Set the listing down again exactly, please, apart from its pictures.

##### Records for the task

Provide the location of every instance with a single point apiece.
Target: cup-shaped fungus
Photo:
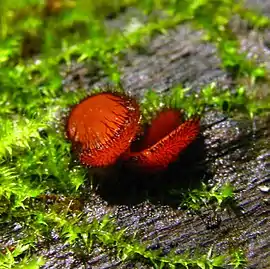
(164, 139)
(102, 126)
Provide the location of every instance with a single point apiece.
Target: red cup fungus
(102, 129)
(102, 126)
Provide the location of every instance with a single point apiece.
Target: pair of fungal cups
(104, 128)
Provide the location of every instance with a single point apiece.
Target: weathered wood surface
(234, 150)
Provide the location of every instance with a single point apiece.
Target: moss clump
(38, 38)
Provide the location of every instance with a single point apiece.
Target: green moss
(34, 154)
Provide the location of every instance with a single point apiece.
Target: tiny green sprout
(205, 197)
(238, 259)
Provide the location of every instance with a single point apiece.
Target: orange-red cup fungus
(164, 139)
(102, 126)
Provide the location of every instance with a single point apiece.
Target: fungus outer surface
(102, 126)
(159, 155)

##########

Answer below:
Provide the location of every instance with a single point apiece.
Target: cup-shaped fungus
Photo:
(164, 139)
(102, 126)
Provide the location of every instance with a single point apiece.
Target: red cup fungus
(102, 129)
(102, 126)
Provide the location of every instance with a single point apiece.
Target: pair of fungal cups
(104, 128)
Provide the location of every instance with a single point apiece.
Target: weathered wood surface
(234, 150)
Provide the location of every instance with a single point apiece.
Target: moss clump
(38, 38)
Provide the location of every instance with a single point apiece.
Target: green moss
(34, 154)
Provide the location of every instance with a single point apiece.
Target: tiny green sprout
(205, 197)
(238, 259)
Provide the location of every instance with a single point apiece.
Target: orange-red cup fungus
(164, 139)
(102, 126)
Provide the location of every instance with a single point apiece.
Target: fungus outer surface
(102, 126)
(159, 155)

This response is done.